* _PROBLEM STATEMENT_: Every line that contains the word "photo" is to be copied from the listing.

-- RECORDED INFORMATION follows --

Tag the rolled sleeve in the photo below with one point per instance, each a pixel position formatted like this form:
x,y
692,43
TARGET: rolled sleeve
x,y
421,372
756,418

-- RECORDED INFORMATION concluded --
-- RECORDED INFORMATION follows --

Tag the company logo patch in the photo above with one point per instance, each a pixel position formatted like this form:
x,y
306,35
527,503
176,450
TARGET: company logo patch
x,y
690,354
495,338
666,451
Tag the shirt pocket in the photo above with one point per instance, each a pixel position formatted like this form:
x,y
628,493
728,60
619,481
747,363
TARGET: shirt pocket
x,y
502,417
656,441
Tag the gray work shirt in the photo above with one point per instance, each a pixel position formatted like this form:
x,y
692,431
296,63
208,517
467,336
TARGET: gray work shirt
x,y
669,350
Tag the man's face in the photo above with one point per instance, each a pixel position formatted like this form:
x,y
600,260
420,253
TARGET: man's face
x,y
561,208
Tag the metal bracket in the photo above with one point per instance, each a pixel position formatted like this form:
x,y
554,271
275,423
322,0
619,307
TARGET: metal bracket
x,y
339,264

-- RECORDED INFORMATION concluded --

* _THE COMPLETED TASK_:
Tag the rolled sleeve in the photo below with one point per instance, each a pixel position formatted like this form:
Tag the company logo patch in the photo above with one point per instance, each a pixel position formatted like this form:
Tag the shirt pocket in the photo above with one point per instance, each a pixel position formatted like this form:
Tag the gray work shirt in the photo above with one point per instance, each a pixel position formatted like this form:
Tag the man's face in the photo above with one point per instance, each a pixel position formatted like this form:
Tag the metal bracket in the photo above with one point per instance, each a pixel position formatted like this form:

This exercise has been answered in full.